(Raw rows)
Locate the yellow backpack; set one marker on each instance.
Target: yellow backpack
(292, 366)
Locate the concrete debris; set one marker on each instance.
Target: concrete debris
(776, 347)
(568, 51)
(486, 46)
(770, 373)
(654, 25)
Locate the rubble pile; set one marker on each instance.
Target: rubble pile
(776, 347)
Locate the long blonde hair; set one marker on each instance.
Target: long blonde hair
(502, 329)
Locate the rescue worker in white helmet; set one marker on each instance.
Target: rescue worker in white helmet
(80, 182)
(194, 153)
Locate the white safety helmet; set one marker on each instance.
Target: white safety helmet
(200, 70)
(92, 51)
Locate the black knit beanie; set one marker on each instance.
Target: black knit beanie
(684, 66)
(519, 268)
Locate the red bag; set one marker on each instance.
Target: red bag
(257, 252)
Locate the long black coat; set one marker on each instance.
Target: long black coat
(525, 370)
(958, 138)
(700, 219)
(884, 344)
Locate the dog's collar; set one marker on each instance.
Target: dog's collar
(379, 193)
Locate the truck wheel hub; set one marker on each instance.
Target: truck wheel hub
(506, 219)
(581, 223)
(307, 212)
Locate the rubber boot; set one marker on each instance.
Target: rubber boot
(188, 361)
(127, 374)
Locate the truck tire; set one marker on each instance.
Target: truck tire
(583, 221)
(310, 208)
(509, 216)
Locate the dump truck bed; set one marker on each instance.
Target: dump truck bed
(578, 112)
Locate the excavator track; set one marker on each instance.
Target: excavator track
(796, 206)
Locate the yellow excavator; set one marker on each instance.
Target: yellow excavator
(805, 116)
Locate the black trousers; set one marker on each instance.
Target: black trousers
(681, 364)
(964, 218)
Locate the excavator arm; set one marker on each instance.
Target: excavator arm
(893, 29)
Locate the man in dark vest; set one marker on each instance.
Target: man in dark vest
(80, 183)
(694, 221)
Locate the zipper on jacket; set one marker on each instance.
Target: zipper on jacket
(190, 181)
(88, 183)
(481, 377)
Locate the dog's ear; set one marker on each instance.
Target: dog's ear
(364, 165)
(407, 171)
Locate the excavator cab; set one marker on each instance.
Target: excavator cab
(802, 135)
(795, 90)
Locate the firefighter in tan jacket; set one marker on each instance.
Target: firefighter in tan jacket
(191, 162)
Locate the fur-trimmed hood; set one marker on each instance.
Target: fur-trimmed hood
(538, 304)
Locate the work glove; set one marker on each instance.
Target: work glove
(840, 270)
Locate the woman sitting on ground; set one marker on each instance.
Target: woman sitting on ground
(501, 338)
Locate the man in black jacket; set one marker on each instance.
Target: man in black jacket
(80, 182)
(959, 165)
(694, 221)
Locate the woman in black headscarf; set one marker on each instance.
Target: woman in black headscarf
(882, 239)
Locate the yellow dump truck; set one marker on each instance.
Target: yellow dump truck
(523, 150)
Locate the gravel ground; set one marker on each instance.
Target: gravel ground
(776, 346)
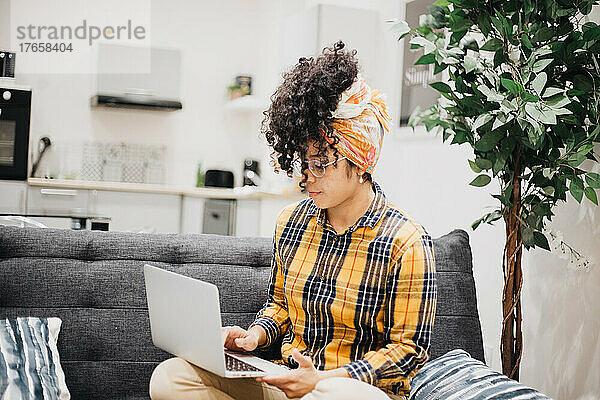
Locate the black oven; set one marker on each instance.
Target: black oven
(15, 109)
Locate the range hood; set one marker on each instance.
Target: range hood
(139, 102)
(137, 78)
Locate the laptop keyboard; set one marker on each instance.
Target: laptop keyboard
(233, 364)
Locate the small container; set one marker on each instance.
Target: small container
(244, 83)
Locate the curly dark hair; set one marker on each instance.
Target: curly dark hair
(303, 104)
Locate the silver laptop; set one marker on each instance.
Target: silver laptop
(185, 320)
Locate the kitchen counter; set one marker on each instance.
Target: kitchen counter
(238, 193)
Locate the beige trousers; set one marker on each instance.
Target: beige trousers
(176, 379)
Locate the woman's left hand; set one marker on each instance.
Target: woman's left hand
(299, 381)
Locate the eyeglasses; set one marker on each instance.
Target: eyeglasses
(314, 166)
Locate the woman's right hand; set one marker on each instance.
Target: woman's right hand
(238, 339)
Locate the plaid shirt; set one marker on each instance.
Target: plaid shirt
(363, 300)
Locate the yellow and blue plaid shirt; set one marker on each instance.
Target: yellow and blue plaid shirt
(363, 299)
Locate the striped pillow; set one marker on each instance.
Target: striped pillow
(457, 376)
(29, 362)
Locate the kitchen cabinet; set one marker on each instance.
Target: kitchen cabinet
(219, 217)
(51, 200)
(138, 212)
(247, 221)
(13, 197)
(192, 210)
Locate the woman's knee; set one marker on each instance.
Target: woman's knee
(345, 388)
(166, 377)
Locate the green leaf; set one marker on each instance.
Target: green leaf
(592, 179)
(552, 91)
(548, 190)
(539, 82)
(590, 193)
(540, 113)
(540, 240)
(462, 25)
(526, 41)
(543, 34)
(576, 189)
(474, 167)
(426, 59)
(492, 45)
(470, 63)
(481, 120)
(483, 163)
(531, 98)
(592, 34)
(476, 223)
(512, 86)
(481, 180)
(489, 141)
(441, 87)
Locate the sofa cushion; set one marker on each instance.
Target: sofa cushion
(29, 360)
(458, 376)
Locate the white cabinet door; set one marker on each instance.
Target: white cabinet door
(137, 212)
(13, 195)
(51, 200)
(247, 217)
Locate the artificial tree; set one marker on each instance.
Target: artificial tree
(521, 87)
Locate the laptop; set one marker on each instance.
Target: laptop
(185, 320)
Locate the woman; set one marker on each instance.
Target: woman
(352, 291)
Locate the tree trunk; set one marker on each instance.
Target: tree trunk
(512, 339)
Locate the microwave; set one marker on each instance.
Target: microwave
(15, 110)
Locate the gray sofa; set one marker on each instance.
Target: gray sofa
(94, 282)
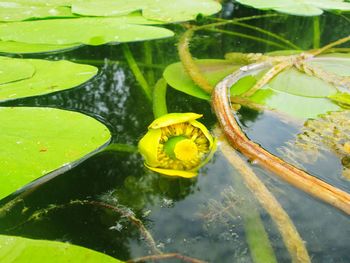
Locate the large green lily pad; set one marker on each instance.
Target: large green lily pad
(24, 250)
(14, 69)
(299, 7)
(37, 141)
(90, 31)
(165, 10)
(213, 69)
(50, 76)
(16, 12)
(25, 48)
...
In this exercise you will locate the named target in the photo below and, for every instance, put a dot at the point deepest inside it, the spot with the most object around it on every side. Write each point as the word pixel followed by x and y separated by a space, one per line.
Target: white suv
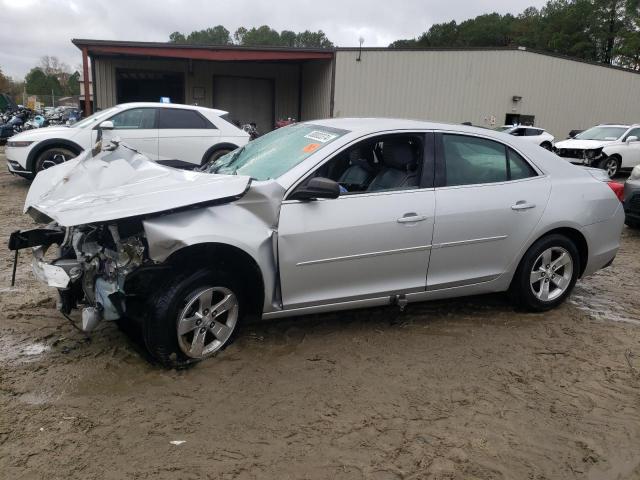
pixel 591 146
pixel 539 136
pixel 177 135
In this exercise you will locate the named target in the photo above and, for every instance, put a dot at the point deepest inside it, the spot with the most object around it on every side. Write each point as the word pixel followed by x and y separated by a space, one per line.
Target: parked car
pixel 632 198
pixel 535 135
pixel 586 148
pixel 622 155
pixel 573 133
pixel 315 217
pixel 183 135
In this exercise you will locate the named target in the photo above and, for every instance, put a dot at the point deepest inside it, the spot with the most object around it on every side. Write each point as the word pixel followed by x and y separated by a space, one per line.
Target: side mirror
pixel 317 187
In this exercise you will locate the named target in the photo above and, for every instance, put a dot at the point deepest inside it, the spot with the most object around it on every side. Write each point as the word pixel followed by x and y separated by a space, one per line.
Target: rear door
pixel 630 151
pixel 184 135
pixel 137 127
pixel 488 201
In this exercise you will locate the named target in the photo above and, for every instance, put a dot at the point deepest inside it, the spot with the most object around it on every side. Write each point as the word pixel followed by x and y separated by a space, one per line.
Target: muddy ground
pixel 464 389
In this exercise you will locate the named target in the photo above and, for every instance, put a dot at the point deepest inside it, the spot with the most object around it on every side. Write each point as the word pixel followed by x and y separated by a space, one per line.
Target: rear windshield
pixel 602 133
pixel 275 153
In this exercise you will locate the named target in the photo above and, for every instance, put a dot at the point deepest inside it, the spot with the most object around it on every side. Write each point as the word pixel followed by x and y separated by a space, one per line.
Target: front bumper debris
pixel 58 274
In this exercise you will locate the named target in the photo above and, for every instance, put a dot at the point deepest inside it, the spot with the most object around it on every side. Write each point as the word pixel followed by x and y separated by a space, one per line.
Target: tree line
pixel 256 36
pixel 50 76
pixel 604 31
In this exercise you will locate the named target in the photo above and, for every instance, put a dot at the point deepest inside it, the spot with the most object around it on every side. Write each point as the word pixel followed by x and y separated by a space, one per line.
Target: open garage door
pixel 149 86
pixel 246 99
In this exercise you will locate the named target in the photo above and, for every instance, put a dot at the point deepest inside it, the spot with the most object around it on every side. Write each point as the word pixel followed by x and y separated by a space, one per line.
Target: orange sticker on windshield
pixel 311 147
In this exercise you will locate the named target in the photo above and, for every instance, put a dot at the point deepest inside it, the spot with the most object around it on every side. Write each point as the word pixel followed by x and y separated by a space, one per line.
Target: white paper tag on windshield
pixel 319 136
...
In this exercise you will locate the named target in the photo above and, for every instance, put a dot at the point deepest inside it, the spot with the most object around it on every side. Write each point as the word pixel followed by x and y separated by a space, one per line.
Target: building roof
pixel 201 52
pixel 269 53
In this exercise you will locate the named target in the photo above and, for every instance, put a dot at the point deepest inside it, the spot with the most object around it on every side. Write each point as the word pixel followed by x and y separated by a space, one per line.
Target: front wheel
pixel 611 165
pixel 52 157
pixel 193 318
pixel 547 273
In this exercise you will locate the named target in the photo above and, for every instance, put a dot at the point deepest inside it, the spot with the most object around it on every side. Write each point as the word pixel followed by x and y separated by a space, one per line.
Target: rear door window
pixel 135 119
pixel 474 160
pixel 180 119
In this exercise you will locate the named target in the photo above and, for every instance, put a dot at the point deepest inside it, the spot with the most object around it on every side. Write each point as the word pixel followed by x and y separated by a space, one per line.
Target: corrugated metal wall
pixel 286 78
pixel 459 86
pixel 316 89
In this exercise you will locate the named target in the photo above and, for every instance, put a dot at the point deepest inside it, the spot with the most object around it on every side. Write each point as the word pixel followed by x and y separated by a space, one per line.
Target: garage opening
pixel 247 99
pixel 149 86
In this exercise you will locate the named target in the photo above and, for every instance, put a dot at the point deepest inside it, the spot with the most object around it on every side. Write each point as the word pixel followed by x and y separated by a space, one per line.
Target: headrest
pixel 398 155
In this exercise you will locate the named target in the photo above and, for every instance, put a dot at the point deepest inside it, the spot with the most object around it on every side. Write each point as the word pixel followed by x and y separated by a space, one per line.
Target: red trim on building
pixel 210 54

Given problem —
Identify every row above that contains the word "microwave", treating case as significant, and copy each such row in full.

Result of this exercise —
Locate the microwave; set one marker on each instance.
Target: microwave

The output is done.